Aim of the exercise - In the Ni No Kuni review, explain why the reviewer calls the ending the game's biggest flaw. Answer in one to three sentences.

____ Text segment

I mean, look at it. Just look at it.

This is a gameplay screenshot, not an animated cutscene. This is what the game looks like. Ain't it pretty?

This is a gameplay screenshot. This is what the game looks like, more or less. Ain’t it pretty?

Ni No Kuni is visually appealing, but its excellence doesn’t stop there. The music, composed by renowned film composer Joe Hisaishi and performed by a live orchestra, is fantastic. Most importantly, the game is flipping fun to play.

The gameplay blends the fighting and adventuring of Final Fantasy games and the creature-catching of Pokémon. Oliver and his companions command familiars, adorable monsters that handle most of the fighting. Like Pokémon, familiars can be caught, trained, and metamorphosed into stronger creatures. Outside of battle, exploration is fun and sidequests abound.

Ni No Kuni even includes the full text of an original book, The Wizard’s Companion, which contains maps, spells, descriptions of familiars, old-fashioned illustrations, runes to decipher, and fairy tales. Yes, this fairy tale contains fairy tales of its own, and they’re delightful. In fact, The Wizard’s Companion is so good that I wish I owned a hard copy. As Oliver travels, he gathers the book’s scattered pages, unlocking more reading material.

Alas, Ni No Kuni is not quite perfect. It’s hard to read The Wizard’s Companion on a television screen, and flipping through its pages is a pain.

By far the biggest flaw of Ni No Kuni is its ending. Without spoiling anything, I must admit that it feels tacked on. The game reaches a satisfying conclusion, with Oliver reaching his goal and finishing his character arc… and then the game goes on for another four to six hours, limping doggedly to an anticlimax. Although the game’s final chapter answers some lingering questions, a little rewriting would have tied up those loose ends sooner, giving the game a stronger finish.

Despite its weak ending, this game is one of the finest I’ve ever played. RPGs aren’t for everyone, but for anyone with the patience, Ni No Kuni is a gem.

Monthly Girls’ Nozaki-kun

Monthly Girls' Nozaki-kun

I can’t decide whether Monthly Girls’ Nozaki-kun is a heartwarming parody or a self-aware romantic comedy. Either way, it’s brilliant.

________
____ Material provided

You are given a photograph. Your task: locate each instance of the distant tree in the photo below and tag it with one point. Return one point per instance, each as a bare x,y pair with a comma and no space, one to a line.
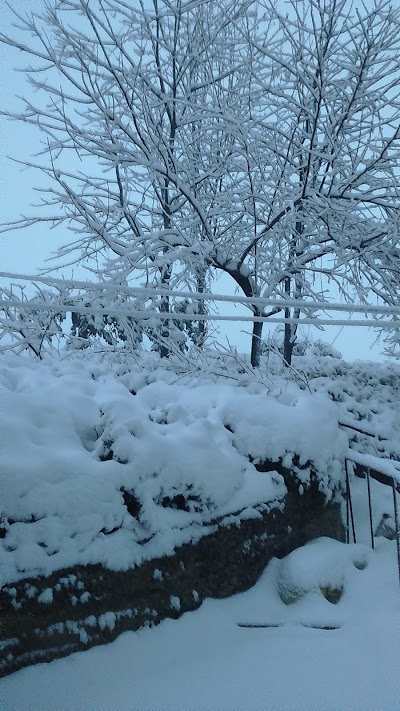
223,137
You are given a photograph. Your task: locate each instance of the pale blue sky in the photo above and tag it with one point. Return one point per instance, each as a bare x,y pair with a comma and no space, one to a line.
24,251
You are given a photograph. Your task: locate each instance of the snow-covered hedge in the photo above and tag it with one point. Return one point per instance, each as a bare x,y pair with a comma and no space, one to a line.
116,462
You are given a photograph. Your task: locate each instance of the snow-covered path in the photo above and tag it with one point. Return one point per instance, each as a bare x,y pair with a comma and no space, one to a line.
205,662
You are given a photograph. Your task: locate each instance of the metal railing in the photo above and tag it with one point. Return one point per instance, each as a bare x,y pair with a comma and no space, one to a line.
386,472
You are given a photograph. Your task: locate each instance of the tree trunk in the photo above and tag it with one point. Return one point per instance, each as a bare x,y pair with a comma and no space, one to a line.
288,343
256,342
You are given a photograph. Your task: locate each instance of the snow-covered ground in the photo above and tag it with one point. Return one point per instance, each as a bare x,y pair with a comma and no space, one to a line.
205,662
75,431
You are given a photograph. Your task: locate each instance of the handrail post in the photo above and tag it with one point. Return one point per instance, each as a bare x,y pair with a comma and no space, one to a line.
349,505
371,527
396,523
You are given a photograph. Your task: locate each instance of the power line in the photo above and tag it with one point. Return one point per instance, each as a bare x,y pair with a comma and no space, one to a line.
206,296
30,306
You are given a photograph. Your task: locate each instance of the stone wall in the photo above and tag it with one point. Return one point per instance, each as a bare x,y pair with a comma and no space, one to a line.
47,617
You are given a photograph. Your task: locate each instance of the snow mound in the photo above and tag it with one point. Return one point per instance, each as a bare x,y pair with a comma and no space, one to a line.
322,566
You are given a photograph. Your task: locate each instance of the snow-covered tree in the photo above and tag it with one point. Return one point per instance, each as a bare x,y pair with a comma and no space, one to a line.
228,137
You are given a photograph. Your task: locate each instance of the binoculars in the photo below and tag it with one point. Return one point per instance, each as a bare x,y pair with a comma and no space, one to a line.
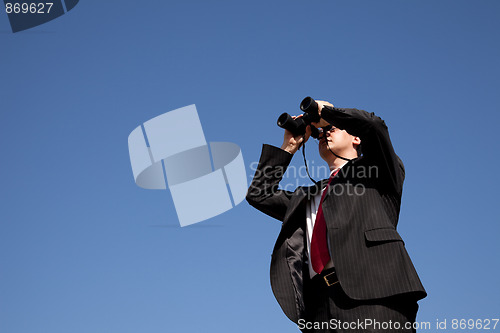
298,125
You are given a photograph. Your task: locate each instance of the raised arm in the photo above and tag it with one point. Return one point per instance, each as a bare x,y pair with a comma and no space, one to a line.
375,142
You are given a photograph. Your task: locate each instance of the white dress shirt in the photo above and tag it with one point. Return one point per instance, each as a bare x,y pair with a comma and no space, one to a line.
311,211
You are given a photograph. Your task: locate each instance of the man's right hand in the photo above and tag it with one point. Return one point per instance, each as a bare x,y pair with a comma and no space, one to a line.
292,143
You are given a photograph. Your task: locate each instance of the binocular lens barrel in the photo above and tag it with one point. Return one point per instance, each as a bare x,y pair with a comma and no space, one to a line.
298,125
309,105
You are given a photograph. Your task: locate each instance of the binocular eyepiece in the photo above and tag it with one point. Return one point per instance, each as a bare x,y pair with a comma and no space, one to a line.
298,125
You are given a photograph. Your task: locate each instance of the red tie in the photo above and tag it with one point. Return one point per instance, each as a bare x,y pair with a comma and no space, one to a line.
319,246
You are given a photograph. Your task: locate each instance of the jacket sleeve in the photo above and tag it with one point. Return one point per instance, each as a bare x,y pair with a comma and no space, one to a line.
376,144
264,193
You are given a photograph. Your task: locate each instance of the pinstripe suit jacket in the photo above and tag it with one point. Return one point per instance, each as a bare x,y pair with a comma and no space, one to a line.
361,211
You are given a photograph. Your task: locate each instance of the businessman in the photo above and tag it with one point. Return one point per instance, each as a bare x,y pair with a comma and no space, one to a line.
339,265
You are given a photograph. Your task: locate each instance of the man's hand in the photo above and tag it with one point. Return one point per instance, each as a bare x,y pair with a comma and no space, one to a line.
322,122
292,143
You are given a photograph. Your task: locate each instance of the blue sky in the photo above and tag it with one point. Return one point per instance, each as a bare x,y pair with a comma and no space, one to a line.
83,249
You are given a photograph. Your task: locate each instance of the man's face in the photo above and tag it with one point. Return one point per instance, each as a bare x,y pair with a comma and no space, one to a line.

________

Answer to the task - The ending feels tacked on: the game reaches a satisfying conclusion, with Oliver reaching his goal and finishing his character arc, but then continues for another four to six hours and ends in an anticlimax. The reviewer adds that a little rewriting would have tied up the remaining loose ends sooner and given the game a stronger finish.